--- Source data Enclosed Below ---

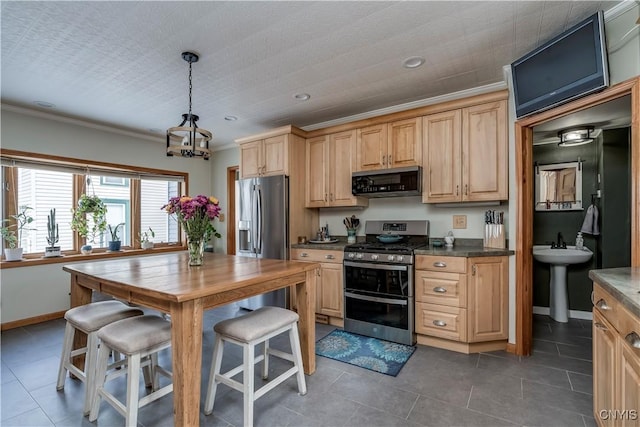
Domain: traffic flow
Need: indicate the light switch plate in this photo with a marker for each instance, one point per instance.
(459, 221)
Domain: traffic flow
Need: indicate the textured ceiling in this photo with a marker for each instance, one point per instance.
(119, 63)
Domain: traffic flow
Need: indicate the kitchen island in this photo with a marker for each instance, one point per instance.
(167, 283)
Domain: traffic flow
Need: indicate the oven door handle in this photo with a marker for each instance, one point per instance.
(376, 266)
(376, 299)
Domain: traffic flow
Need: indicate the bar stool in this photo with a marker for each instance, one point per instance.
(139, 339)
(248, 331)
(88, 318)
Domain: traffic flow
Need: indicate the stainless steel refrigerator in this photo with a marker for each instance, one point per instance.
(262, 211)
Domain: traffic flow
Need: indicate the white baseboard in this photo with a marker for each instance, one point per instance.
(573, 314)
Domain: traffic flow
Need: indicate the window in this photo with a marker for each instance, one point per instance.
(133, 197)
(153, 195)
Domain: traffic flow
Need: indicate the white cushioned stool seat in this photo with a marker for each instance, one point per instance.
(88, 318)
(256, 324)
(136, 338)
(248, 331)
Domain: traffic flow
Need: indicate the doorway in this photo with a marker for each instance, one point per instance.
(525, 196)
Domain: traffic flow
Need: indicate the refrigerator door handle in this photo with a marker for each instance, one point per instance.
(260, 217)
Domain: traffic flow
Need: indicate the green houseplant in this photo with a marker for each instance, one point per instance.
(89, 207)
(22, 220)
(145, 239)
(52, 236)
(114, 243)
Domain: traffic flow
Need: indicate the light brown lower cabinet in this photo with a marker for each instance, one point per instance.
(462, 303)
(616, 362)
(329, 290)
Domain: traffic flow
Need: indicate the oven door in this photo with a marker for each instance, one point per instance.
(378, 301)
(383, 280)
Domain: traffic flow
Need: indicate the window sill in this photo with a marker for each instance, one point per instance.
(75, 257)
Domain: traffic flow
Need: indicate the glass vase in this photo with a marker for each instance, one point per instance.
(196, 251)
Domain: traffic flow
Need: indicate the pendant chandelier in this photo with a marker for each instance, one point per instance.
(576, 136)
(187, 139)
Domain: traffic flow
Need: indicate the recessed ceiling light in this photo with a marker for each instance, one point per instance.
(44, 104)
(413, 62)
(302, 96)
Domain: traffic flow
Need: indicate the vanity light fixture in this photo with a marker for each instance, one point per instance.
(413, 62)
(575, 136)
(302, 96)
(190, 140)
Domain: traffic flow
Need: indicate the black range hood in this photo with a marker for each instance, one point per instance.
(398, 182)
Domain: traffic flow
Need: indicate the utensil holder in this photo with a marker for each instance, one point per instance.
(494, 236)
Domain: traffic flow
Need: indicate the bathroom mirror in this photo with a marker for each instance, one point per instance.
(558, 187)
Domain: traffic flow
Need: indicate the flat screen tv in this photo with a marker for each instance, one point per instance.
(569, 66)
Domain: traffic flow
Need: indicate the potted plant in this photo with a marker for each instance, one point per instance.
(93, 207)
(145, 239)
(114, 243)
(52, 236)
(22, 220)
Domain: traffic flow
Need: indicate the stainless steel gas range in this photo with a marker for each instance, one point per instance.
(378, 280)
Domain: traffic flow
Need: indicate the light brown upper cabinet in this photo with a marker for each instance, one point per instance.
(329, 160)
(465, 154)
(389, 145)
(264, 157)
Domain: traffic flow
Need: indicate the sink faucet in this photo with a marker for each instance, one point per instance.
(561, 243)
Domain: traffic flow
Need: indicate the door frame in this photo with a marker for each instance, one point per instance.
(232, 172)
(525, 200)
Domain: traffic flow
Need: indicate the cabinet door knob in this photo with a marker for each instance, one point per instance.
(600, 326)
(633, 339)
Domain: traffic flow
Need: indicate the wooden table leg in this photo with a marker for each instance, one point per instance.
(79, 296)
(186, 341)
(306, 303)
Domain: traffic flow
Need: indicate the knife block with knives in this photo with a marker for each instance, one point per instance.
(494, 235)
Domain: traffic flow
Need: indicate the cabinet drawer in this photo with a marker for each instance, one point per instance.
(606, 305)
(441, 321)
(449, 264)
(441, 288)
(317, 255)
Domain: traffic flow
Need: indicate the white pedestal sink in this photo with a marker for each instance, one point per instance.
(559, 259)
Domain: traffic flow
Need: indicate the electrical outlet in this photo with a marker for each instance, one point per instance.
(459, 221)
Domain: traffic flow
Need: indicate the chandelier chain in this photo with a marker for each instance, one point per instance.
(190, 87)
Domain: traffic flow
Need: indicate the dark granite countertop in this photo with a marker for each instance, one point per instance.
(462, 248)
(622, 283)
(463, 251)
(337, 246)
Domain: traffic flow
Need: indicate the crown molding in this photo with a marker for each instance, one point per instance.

--- End of Enclosed Source data ---

_Work instructions_: The full listing, transcribed exactly and without its pictures, is the expected result.

_Reply_:
Domain: traffic flow
Need: indicate the light switch plate in this photo with a marker for each instance, one point per instance.
(459, 221)
Domain: traffic flow
Need: indicate the textured ceiling in this photo with a marker for each instance, one point per instance.
(119, 63)
Domain: traffic flow
Need: indicate the kitchen island in this photo with a marker for each instance, one point per instance.
(167, 283)
Domain: traffic flow
Need: indicate the oven door handle in this photo with a marker for each instance, one point per instance.
(376, 266)
(376, 299)
Domain: traffic flow
Need: indicate the bar stool in this photo with a marker for each instance, one point per instance.
(139, 339)
(248, 331)
(88, 318)
Domain: traffic flow
Need: indicate the stainless steel refrigerator in this photo with a marker for each instance, one point per instance.
(262, 211)
Domain: traffic flow
Need: indicate the white baseboard in this photo with a marker for each instance, one point per instance.
(573, 314)
Domain: traffic flow
Need: indicate the window in this photo with a marker for each instance, one point per instance.
(133, 197)
(153, 195)
Domain: traffic flow
Need: indicate the white cushioned stool seat in this photo with a marker for each instance, one point per instance.
(88, 318)
(256, 324)
(136, 338)
(248, 331)
Domain: traffic flow
Need: indicate the doorway in this photo with a marker for each instance, one point per instance.
(525, 196)
Domain: traffic flow
Need: indicate the refrigerator door handle in this photo with a marker for each instance, one point per instance.
(260, 217)
Domain: traffic flow
Need: indicate the green houseplant in this photo with a marker for each instance, one point per instance.
(89, 207)
(22, 220)
(145, 239)
(52, 236)
(114, 243)
Domain: traffic flow
Need: indicate the light brown lower cabinet in this photo with a marker for each instance, one point per instance.
(462, 303)
(616, 362)
(329, 290)
Domain: traffic flow
Need: indicate the oven door in this photo with a marker for each instance, one point per instance.
(378, 301)
(383, 280)
Domain: traffic flow
Need: indicate the window sill in this photo with a marker for each instance, one point per instance.
(75, 257)
Domain: traffic flow
Need: indicate the glass vase in this photo with a marker for each instance, one point per instance.
(196, 251)
Domain: traffic flow
Need: indicate the pendant chandelier in this photo with a marker for each instance, one point per instance.
(576, 136)
(187, 139)
Domain: traffic flow
Need: indicate the recessed ceiling light in this photo with a marker for each instance, one point per instance.
(44, 104)
(413, 62)
(302, 96)
Domain: traffic flow
Need: indicate the vanity light fixture in this photo with a marker for each instance, one point per instance.
(413, 62)
(575, 136)
(302, 96)
(190, 140)
Domain: traffic flow
Need: indicate the black range hood in this photo with a marker for each instance, one point per instance.
(398, 182)
Domain: traffic flow
Need: indicate the utensil holder in this photo with a marker for each instance, one point per instance.
(494, 236)
Domain: traffic flow
Need: indicate the bathroom mirror in this photo with a marker for each instance, one point per instance.
(558, 187)
Domain: traffic flow
Need: indicate the flat screen tv in this photo with a marker for each instance, one point per instance.
(569, 66)
Domain: traffic flow
Need: indicate the potted plant in this photo with a marker for each instance, one point per instance.
(93, 207)
(145, 239)
(114, 243)
(52, 236)
(22, 220)
Domain: traffic flow
Need: indicate the stainless steel gas range in this photo with a marker for each instance, one point per instance.
(378, 280)
Domain: traffic flow
Need: indicate the light brown upper cabinet in this photo with a marker for each instance, one point per instance.
(329, 160)
(465, 154)
(389, 145)
(264, 157)
Domain: traffic flow
Need: indicate the sink faucet in this photo with a marker for each instance, one point per instance.
(561, 243)
Domain: traffic flow
Need: indicate the door frame in this photo with a marker for each instance, one point per instance.
(232, 172)
(525, 200)
Domain: traffic flow
Need: indicate the cabinet door knob in this photo with a marker for each instance, one point per instance.
(600, 326)
(633, 339)
Domain: traffic flow
Need: indicate the wooden table leg in this photo with a marker for each instance, one point per instance.
(79, 296)
(186, 341)
(306, 303)
Domain: traffic flow
Need: indicate the knife block with knives in this photo with a marker for each instance, one point per instance.
(494, 235)
Domain: traffic flow
Need: indicate the cabinet drawer in this photo with a marker for each instance, one point per instance.
(606, 305)
(441, 321)
(449, 264)
(441, 288)
(317, 255)
Domain: traffic flow
Need: indicate the white pedestal sink in this photo with a marker for each instance, one point per instance.
(559, 259)
Domain: traffic flow
Need: indicate the electrical outlet in this photo with a marker for each instance, one point per instance.
(459, 221)
Domain: traffic flow
Need: indicate the chandelier chain in this photo with a marker for each instance, one point per instance.
(190, 87)
Domain: traffic flow
Need: indicate the dark granite countertop in this photo with a marker for each instance, one point per instance.
(462, 248)
(622, 283)
(463, 251)
(337, 246)
Domain: traffic flow
Need: indicate the crown molding in this photo with a marker for each instance, one point per instance.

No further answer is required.